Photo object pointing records
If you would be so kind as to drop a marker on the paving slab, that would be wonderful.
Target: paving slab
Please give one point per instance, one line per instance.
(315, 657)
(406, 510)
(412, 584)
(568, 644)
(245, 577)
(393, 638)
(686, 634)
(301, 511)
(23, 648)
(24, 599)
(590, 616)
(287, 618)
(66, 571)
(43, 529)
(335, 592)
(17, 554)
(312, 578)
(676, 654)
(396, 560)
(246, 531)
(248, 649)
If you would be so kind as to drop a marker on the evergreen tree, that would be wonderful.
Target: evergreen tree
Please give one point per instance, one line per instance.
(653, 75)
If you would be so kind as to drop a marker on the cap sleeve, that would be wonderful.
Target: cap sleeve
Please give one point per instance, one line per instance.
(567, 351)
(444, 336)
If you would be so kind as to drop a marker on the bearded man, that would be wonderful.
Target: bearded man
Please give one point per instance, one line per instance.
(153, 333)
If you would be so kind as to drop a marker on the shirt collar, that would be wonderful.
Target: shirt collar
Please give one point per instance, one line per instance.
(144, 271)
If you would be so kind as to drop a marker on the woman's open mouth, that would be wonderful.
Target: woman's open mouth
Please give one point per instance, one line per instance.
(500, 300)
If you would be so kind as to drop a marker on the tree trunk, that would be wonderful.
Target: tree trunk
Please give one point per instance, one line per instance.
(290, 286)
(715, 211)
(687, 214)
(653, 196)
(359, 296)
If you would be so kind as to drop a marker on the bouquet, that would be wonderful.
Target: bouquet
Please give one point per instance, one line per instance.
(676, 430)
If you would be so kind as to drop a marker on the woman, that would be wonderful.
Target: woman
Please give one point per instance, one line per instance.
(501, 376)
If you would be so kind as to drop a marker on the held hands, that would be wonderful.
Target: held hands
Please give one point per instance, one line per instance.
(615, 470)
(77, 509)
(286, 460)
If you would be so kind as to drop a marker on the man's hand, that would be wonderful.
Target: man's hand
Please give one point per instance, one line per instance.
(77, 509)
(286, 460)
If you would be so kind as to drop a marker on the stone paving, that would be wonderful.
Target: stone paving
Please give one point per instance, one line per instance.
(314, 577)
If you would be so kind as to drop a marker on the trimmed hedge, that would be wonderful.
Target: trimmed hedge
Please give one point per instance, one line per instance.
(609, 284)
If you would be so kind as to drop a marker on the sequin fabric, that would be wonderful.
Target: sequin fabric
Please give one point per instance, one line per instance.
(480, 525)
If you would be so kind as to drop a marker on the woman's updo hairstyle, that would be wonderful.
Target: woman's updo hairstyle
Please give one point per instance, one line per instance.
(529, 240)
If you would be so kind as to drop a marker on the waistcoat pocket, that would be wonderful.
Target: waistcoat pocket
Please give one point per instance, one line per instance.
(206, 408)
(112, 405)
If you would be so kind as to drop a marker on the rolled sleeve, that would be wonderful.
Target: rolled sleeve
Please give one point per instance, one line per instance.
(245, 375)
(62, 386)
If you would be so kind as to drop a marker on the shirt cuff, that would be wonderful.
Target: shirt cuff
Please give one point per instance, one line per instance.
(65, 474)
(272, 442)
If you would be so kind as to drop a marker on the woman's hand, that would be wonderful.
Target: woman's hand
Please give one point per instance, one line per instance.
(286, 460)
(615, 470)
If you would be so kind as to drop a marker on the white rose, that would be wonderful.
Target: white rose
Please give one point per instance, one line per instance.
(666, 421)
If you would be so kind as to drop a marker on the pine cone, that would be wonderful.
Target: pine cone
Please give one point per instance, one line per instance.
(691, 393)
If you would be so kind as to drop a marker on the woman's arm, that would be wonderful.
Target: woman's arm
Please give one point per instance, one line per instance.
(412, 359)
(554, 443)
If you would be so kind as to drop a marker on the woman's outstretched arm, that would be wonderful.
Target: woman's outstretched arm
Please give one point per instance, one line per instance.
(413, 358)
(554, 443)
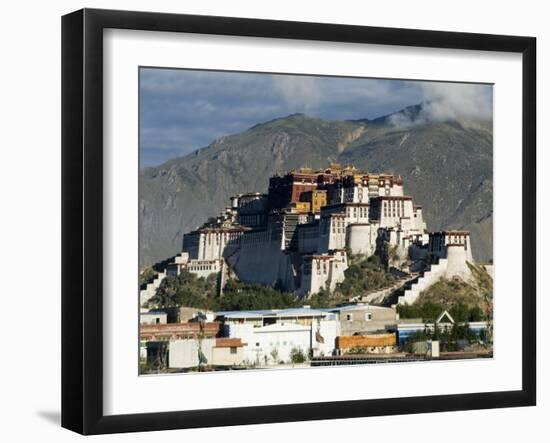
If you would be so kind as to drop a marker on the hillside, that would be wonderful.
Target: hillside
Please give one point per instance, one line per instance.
(446, 166)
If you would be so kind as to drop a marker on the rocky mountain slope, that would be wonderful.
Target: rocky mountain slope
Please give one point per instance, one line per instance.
(446, 167)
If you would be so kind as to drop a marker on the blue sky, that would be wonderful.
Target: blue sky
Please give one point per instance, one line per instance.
(182, 110)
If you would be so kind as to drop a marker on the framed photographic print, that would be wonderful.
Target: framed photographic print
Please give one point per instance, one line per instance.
(270, 221)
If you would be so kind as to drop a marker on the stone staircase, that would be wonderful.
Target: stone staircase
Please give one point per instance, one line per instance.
(427, 279)
(149, 291)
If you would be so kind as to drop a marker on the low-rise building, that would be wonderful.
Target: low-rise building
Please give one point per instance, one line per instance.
(153, 317)
(270, 336)
(362, 318)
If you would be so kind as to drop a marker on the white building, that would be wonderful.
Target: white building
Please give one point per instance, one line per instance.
(271, 335)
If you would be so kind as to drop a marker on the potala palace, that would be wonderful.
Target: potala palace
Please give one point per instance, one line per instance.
(298, 236)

▸ Short task: Lay out every line of the material above as a Markdown table with the columns "Row" and "Line", numbering the rows and skipping blank lines. Leave the pictures out.

▸ Result of the task:
| Row | Line |
|---|---|
| 1 | If you would be so kind as to drop a marker on the paving slab, that would be wonderful. |
| 2 | Target: paving slab |
| 3 | Please give one point per instance, one line per instance. |
| 4 | (315, 657) |
| 5 | (406, 510) |
| 6 | (412, 584) |
| 7 | (568, 644) |
| 8 | (245, 577) |
| 9 | (393, 638) |
| 10 | (686, 634) |
| 11 | (301, 511) |
| 12 | (23, 648) |
| 13 | (24, 599) |
| 14 | (590, 616) |
| 15 | (287, 618) |
| 16 | (66, 571) |
| 17 | (43, 529) |
| 18 | (335, 592) |
| 19 | (17, 554) |
| 20 | (312, 578) |
| 21 | (676, 654) |
| 22 | (396, 560) |
| 23 | (246, 531) |
| 24 | (248, 649) |
| 25 | If you would be so kind as to drop a marker on the evergreen tree, that would be wonderful. |
| 26 | Target: evergreen tree |
| 27 | Please give one point per instance, one line per instance. |
| 28 | (653, 75) |
| 29 | If you would be so kind as to drop a marker on the cap sleeve, that would be wonderful. |
| 30 | Target: cap sleeve |
| 31 | Please give one point per instance, one line per instance. |
| 32 | (567, 351) |
| 33 | (444, 336) |
| 34 | If you would be so kind as to drop a marker on the bearded man, that would be wonderful. |
| 35 | Target: bearded man |
| 36 | Please give one point per instance, one line per instance. |
| 37 | (153, 333) |
| 38 | If you would be so kind as to drop a marker on the shirt collar, that would be wonderful. |
| 39 | Target: shirt collar |
| 40 | Please give one point per instance, one line per instance. |
| 41 | (144, 271) |
| 42 | If you would be so kind as to drop a marker on the woman's open mouth, that would be wonderful. |
| 43 | Target: woman's open mouth |
| 44 | Please give one point per instance, one line per instance. |
| 45 | (500, 300) |
| 46 | If you would be so kind as to drop a marker on the tree trunk, that would be wonderful. |
| 47 | Target: tree trunk |
| 48 | Please give one point per instance, one line per instance. |
| 49 | (290, 286) |
| 50 | (715, 211) |
| 51 | (687, 214) |
| 52 | (653, 196) |
| 53 | (359, 296) |
| 54 | If you would be so kind as to drop a marker on the bouquet, that would be wonderful. |
| 55 | Target: bouquet |
| 56 | Please give one point per instance, one line per instance. |
| 57 | (676, 430) |
| 58 | If you would be so kind as to drop a marker on the woman, that would be wonderful. |
| 59 | Target: woman |
| 60 | Please give one point per instance, one line per instance. |
| 61 | (501, 376) |
| 62 | If you would be so kind as to drop a marker on the held hands, that would be wonderful. |
| 63 | Target: held hands |
| 64 | Please give one point per instance, one line per instance. |
| 65 | (615, 470) |
| 66 | (77, 509) |
| 67 | (286, 460) |
| 68 | If you would be so kind as to drop a marker on the man's hand, that would be wonderful. |
| 69 | Target: man's hand |
| 70 | Please give one point per instance, one line per instance. |
| 71 | (77, 509) |
| 72 | (286, 460) |
| 73 | If you would be so kind as to drop a marker on the stone paving, that would be wonderful. |
| 74 | Target: stone paving |
| 75 | Please give one point per instance, one line per instance. |
| 76 | (314, 577) |
| 77 | If you would be so kind as to drop a marker on the trimmed hedge, that would be wonderful. |
| 78 | Target: trimmed hedge |
| 79 | Please give one point per instance, one line per instance. |
| 80 | (609, 284) |
| 81 | If you would be so kind as to drop a marker on the sequin fabric, that would be wonderful. |
| 82 | Target: sequin fabric |
| 83 | Please give one point per instance, one line per instance. |
| 84 | (480, 525) |
| 85 | If you would be so kind as to drop a marker on the woman's updo hairstyle, that would be wonderful. |
| 86 | Target: woman's updo hairstyle |
| 87 | Please give one point per instance, one line per instance. |
| 88 | (529, 240) |
| 89 | If you would be so kind as to drop a marker on the waistcoat pocket, that would be wonderful. |
| 90 | Target: waistcoat pocket |
| 91 | Please give one point per instance, one line per instance. |
| 92 | (206, 408) |
| 93 | (112, 405) |
| 94 | If you would be so kind as to drop a marker on the rolled sleeve, that would be wonderful. |
| 95 | Target: rolled sleeve |
| 96 | Please give one point per instance, one line per instance. |
| 97 | (245, 375) |
| 98 | (62, 386) |
| 99 | If you would be so kind as to drop a marker on the shirt cuff, that would be wonderful. |
| 100 | Target: shirt cuff |
| 101 | Please give one point per instance, one line per instance. |
| 102 | (65, 474) |
| 103 | (272, 442) |
| 104 | If you would be so kind as to drop a marker on the woman's hand, that would be wonderful. |
| 105 | Target: woman's hand |
| 106 | Please give one point per instance, one line per instance. |
| 107 | (286, 460) |
| 108 | (615, 470) |
| 109 | If you would be so kind as to drop a marker on the white rose, that would be wonderful. |
| 110 | Target: white rose |
| 111 | Please give one point per instance, one line per instance. |
| 112 | (666, 421) |
| 113 | If you would be so kind as to drop a marker on the pine cone, that would be wonderful. |
| 114 | Target: pine cone |
| 115 | Please give one point per instance, one line per instance. |
| 116 | (691, 393) |
| 117 | If you would be so kind as to drop a marker on the woman's arm, that would be wonderful. |
| 118 | Target: woman's arm |
| 119 | Please give one point per instance, one line per instance. |
| 120 | (412, 359) |
| 121 | (554, 443) |
| 122 | If you would be so kind as to drop a marker on the woman's outstretched arm, that would be wonderful. |
| 123 | Target: woman's outstretched arm |
| 124 | Please give one point per instance, one line per instance. |
| 125 | (413, 358) |
| 126 | (554, 443) |
| 127 | If you would be so kind as to drop a marker on the hillside, that would be wonderful. |
| 128 | Target: hillside |
| 129 | Please give one point per instance, one line per instance. |
| 130 | (446, 166) |
| 131 | If you would be so kind as to drop a marker on the rocky mountain slope, that would be wonderful. |
| 132 | Target: rocky mountain slope |
| 133 | Please give one point per instance, one line per instance. |
| 134 | (446, 167) |
| 135 | If you would be so kind as to drop a marker on the blue sky, that would be wonderful. |
| 136 | Target: blue sky |
| 137 | Please give one point per instance, one line per instance. |
| 138 | (182, 110) |
| 139 | If you would be so kind as to drop a marker on the framed photographic print, that would be wonderful. |
| 140 | Target: framed photographic print |
| 141 | Please give one point per instance, one line per instance. |
| 142 | (270, 221) |
| 143 | If you would be so kind as to drop a marker on the stone staircase, that would be wonderful. |
| 144 | Target: stone staircase |
| 145 | Please give one point per instance, one line per instance. |
| 146 | (427, 279) |
| 147 | (149, 291) |
| 148 | If you would be so kind as to drop a marker on the low-rise building, that would be wonderful. |
| 149 | Target: low-rise building |
| 150 | Please give one point per instance, one line per instance. |
| 151 | (153, 317) |
| 152 | (270, 336) |
| 153 | (362, 318) |
| 154 | If you would be so kind as to drop a marker on the white building, that would be wonderful. |
| 155 | Target: white building |
| 156 | Please give one point per instance, one line per instance. |
| 157 | (271, 335) |
| 158 | If you would be so kind as to drop a marker on the potala palace, that would be wonderful. |
| 159 | Target: potala palace |
| 160 | Please give one point per instance, one line per instance. |
| 161 | (298, 236) |